Referring expression pointing data:
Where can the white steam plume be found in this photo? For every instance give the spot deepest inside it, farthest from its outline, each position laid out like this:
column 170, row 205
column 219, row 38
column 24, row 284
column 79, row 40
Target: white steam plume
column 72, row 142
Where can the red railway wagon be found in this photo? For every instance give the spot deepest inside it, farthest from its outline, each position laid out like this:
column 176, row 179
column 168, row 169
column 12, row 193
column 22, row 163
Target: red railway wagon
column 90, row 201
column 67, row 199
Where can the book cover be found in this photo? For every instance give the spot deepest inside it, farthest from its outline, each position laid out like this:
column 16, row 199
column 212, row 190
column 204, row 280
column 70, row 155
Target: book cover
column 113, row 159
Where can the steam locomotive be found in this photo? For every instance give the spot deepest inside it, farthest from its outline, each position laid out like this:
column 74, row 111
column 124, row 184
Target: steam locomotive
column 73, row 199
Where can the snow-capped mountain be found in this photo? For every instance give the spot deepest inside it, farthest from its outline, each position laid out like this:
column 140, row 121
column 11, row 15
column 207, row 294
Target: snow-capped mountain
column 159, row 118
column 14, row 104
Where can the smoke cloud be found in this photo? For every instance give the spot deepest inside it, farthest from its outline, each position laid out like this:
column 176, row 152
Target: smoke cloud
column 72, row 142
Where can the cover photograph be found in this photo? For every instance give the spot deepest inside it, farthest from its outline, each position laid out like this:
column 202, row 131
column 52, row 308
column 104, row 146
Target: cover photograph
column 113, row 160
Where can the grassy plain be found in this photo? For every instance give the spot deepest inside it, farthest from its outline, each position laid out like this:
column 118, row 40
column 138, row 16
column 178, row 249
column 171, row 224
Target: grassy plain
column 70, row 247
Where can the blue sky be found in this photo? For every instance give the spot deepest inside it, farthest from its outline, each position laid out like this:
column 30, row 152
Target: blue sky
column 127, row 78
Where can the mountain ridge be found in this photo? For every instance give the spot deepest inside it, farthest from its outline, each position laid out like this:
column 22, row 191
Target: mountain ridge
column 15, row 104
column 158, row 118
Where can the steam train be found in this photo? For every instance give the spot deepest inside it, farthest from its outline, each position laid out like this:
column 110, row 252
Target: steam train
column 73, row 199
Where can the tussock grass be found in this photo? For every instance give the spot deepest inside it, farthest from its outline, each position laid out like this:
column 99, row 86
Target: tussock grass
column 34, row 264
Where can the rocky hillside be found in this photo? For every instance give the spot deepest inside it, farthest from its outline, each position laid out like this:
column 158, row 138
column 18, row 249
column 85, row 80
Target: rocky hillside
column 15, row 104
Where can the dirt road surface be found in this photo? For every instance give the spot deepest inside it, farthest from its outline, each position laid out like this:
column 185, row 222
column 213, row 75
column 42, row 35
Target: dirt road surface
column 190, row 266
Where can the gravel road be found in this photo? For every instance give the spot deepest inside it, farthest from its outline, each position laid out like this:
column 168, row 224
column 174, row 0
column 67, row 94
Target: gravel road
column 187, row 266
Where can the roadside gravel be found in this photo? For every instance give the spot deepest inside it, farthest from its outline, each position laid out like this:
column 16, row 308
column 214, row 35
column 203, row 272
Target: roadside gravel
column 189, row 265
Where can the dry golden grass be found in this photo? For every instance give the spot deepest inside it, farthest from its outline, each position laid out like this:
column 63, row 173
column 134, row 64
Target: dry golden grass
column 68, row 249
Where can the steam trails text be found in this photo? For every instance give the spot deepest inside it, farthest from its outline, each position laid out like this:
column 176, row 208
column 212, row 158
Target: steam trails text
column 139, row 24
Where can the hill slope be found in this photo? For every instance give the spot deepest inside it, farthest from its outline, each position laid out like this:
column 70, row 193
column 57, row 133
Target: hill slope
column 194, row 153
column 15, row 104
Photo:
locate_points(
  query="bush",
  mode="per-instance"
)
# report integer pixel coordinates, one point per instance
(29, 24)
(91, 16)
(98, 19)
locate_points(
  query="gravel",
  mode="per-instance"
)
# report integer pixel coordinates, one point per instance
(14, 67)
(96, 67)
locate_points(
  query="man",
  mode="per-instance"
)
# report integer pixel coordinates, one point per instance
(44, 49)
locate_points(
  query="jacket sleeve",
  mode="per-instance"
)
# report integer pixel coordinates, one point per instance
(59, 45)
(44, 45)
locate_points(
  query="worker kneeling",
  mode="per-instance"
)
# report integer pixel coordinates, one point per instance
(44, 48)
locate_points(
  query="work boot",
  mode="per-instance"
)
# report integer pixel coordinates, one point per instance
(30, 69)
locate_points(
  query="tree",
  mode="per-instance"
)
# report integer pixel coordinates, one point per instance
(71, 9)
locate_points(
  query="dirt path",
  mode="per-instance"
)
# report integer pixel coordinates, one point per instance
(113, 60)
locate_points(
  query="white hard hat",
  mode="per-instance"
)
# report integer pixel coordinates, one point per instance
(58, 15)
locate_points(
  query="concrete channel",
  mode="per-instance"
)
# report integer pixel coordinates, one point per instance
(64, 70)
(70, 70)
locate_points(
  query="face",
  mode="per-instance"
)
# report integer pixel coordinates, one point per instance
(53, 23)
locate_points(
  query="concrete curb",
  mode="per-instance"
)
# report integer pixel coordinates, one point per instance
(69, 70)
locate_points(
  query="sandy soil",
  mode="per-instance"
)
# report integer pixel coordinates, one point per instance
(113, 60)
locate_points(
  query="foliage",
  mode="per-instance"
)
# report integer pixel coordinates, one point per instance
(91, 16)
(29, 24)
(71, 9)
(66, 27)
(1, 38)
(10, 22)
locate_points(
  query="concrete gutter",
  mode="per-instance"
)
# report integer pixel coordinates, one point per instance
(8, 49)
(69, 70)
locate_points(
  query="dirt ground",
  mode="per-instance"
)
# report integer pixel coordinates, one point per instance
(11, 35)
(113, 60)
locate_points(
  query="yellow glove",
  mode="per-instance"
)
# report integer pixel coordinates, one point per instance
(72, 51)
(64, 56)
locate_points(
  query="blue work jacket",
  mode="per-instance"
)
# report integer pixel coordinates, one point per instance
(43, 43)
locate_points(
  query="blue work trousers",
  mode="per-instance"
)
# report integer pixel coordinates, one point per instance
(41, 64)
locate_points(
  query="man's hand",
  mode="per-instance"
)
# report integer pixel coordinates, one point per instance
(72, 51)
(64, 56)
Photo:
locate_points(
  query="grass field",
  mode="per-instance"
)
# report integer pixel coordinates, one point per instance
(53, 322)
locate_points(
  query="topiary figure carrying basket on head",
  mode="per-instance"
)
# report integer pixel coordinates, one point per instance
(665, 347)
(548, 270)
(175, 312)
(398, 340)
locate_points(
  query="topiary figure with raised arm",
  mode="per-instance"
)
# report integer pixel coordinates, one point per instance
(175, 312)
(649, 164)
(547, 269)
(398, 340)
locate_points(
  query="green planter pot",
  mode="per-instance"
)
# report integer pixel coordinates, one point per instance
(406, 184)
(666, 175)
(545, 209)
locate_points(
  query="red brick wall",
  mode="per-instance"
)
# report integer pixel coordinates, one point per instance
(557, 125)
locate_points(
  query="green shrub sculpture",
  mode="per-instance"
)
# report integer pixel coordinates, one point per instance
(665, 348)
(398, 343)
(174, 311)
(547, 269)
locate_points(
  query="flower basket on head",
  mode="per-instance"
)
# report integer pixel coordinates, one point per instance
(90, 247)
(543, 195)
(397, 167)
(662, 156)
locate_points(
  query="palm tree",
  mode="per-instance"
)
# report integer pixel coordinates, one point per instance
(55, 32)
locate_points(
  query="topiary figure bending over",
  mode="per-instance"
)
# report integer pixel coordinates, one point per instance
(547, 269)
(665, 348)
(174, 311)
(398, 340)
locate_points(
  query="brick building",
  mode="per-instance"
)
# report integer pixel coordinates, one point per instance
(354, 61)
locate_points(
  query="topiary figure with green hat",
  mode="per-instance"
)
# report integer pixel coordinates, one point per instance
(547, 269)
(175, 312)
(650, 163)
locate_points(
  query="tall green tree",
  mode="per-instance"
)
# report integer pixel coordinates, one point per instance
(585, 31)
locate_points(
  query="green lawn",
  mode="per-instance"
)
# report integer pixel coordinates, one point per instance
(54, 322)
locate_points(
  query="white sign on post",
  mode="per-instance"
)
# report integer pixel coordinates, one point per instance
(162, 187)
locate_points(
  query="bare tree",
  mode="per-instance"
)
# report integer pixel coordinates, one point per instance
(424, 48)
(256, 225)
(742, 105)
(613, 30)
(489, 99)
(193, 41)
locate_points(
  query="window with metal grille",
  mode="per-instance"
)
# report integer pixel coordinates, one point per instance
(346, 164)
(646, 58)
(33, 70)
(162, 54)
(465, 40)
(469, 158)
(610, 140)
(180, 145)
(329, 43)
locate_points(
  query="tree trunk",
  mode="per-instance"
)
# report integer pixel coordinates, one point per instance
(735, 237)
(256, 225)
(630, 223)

▶ WHAT TO PRODUCE: In the data above, how many lines hold the string "head"? Give the number by itself.

▶ ANSWER FOR THIS EXERCISE: 2